__WORK TO DO__.
a – In the outage-detection text, what value is assumed when the delete attribute is not set?
b – Summarize the outage-detection text in two sentences.
c – Duplicate the outage-detection text from "1 From 0 seconds" to "automatically (default value).".

Detect Short Service Outages

By default, the monitoring interval for a service is five minutes. To detect short service outages, like those caused by automatic network rerouting, use the configurable downtime model. The downtime model lets you reduce the monitoring interval to every 30 seconds for five minutes on a detected service outage. If the service comes back within five minutes, a shorter outage is documented and the impact on service availability can be less than five minutes.

The following figure shows two outages. The first shows a short outage that was detected as up after 90 seconds. The second outage is not currently resolved: the monitor has not detected an available service and was not available within the first five minutes (10 times 30 second polling).

01 downtime model
Figure 1. Downtime model with resolved and ongoing outage

The scheduler changed the polling interval back to five minutes.

Example default configuration of the downtime model
<downtime interval="30000" begin="0" end="300000" /><!-- 30s, 0, 5m -->(1)
<downtime interval="300000" begin="300000" end="43200000" /><!-- 5m, 5m, 12h -->(2)
<downtime interval="600000" begin="43200000" end="432000000" /><!-- 10m, 12h, 5d -->(3)
<downtime interval="3600000" begin="432000000" delete="never"/><!-- 1h, 5d -->(4)
1 From 0 seconds after an outage is detected until five minutes, set the polling interval to 30 seconds.
2 After five minutes of an ongoing outage until 12 hours, set the polling interval to 5 minutes.
3 After 12 hours of an ongoing outage until five days, set the polling interval to 10 minutes.
4 After five days of an ongoing outage, the service will be polled only once a hour and we do not delete services.

The last downtime interval can have an attribute delete that lets you influence the service lifecycle. It defines the intended behavior if a service doesn’t come back online after the specified interval. The following downtime attributes for delete can be used:

Value Description

never

Services will never be deleted automatically (default value).

managed

Only managed services will be deleted.

always

Managed and unmanaged services will be deleted.

not set

Assumes a default value of never.

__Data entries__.
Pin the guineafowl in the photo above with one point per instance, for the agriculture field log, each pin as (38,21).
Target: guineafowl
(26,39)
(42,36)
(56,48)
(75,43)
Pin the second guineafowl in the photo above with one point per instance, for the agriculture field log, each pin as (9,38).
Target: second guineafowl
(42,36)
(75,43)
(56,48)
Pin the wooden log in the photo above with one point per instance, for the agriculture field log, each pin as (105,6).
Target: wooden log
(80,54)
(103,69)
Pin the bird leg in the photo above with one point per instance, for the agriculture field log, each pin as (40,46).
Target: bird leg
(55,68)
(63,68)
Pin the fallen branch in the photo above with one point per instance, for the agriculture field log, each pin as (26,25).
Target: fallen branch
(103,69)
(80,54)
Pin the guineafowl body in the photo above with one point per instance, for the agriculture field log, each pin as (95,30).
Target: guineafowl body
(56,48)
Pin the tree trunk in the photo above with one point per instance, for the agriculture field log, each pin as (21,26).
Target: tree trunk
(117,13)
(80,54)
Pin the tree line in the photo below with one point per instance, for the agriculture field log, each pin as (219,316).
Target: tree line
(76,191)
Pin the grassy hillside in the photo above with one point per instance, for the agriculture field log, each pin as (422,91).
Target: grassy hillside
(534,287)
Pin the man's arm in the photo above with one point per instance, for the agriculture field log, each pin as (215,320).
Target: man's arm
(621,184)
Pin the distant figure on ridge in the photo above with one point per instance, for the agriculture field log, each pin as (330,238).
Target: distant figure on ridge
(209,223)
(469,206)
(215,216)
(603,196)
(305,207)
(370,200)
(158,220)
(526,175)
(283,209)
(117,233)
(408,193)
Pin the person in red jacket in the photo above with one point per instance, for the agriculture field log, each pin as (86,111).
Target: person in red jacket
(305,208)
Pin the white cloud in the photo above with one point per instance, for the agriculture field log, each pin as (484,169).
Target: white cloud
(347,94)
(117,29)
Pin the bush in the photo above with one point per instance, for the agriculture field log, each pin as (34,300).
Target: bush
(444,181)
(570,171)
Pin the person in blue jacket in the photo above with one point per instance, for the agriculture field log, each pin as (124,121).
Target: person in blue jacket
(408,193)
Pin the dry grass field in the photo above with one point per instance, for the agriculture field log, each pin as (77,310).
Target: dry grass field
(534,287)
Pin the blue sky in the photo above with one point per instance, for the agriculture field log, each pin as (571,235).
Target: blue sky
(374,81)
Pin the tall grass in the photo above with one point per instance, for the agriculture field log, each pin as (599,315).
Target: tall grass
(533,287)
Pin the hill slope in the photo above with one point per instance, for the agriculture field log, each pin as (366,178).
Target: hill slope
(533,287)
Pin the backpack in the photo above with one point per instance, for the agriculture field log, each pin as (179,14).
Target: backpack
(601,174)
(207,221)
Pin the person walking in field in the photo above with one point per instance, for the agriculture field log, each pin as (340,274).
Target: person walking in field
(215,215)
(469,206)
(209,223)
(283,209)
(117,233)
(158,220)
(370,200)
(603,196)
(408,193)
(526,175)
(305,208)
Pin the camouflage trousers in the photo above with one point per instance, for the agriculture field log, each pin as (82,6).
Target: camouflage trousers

__PER-TASK OUTPUTS__.
a – It assumes a default value of never.

b – The configurable downtime model lowers the monitoring interval from the default five minutes to 30 seconds for five minutes after an outage is detected, so a service that comes back within that time is documented as a shorter outage. Its default configuration then increases polling to 5 minutes, 10 minutes and once an hour as the outage continues, and a delete attribute on the last interval decides whether services that stay offline are deleted.

c –
1 From 0 seconds after an outage is detected until five minutes, set the polling interval to 30 seconds.
2 After five minutes of an ongoing outage until 12 hours, set the polling interval to 5 minutes.
3 After 12 hours of an ongoing outage until five days, set the polling interval to 10 minutes.
4 After five days of an ongoing outage, the service will be polled only once a hour and we do not delete services.

The last downtime interval can have an attribute delete that lets you influence the service lifecycle. It defines the intended behavior if a service doesn’t come back online after the specified interval. The following downtime attributes for delete can be used:

Value Description

never

Services will never be deleted automatically (default value).